#### [TEXT SHOWN]
--*--

A recent study by researchers at the National Cancer Institute, the Centers for Disease Control, and the Washington, D.C. Commission on Public Health found that AIDS cases in the capital likely will triple within five years. From a total of 3,500 cases last year, 10,000 District residents are expected to have AIDS by the mid-l990s.
This preview of Washington, D.C.'s immediate future constitutes more than a wake-up call; it is a fire alarm that should shake us out of our somnolence and neglect toward the pandemic that grips this city, the entire United States, and the rest of the world. The capital gives witness to a deadly disease now present in 163 countries and, according to World Health Organization projections, destined to infect as many as 40 million people by the year 2000.

--*--

#### [TASK SET]
1) According to the text on AIDS in Washington, D.C., in how many countries is the disease now present?
2) Pick up the AIDS in Washington, D.C. text above from where it stops.

Stored data:
--*--

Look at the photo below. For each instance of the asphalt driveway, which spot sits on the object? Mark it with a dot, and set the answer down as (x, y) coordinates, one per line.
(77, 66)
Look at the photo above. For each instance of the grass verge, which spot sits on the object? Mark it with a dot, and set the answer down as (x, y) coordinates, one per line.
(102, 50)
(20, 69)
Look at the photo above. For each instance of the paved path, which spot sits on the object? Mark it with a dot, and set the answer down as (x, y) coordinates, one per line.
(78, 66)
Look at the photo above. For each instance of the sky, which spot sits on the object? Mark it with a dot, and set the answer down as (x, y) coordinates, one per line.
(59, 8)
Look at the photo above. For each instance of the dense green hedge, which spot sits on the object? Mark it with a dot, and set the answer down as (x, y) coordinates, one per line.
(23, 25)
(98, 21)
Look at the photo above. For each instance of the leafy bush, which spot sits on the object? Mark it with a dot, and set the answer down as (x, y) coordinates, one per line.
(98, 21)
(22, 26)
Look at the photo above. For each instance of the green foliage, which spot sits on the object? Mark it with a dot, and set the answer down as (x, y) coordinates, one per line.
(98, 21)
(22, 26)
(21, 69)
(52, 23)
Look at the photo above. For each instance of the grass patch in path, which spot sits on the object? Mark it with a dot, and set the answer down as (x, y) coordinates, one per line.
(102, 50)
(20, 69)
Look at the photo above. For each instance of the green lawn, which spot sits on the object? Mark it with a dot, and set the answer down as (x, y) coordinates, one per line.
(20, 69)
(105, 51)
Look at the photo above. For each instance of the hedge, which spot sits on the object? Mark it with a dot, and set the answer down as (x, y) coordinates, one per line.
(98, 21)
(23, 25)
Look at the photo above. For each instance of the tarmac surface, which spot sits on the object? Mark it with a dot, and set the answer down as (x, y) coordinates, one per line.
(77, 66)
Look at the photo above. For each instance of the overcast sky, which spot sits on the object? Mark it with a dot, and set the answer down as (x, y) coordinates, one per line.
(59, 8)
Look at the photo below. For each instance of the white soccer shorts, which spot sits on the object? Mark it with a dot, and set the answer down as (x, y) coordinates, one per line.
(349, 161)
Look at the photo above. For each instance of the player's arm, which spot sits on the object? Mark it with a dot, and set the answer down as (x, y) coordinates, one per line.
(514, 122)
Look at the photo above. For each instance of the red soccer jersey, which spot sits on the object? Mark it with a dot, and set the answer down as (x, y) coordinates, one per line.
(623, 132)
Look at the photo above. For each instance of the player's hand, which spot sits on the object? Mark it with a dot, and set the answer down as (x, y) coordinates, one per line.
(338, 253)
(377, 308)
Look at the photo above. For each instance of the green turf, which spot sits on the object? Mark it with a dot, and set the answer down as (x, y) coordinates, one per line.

--*--

#### [RESPONSES TO THE TASKS]
1) 163 countries.

2)
Those working directly with AIDS sufferers—particularly those in the gay community—have known the extent of the crisis for years and have desperately tried to focus society's attention on it. Today the virus cuts across all lines in our society. While still devastatingly high among homosexual and bisexual men, the number of new AIDS cases among heterosexuals in Washington, D.C., will explode by 1995, according to the study; drug users will account for more than half of all new cases. The number of D.C. children with AIDS is expected to grow from about 500 now to nearly 1,300 by 1996.
These projections give serious pause to those involved in caring for persons who are HIV positive or have AIDS. One clinical psychologist with an already full case load, on top of group work and supervisory responsibilities, wonders if his burden—and that of others in similar positions—will triple in the next five years.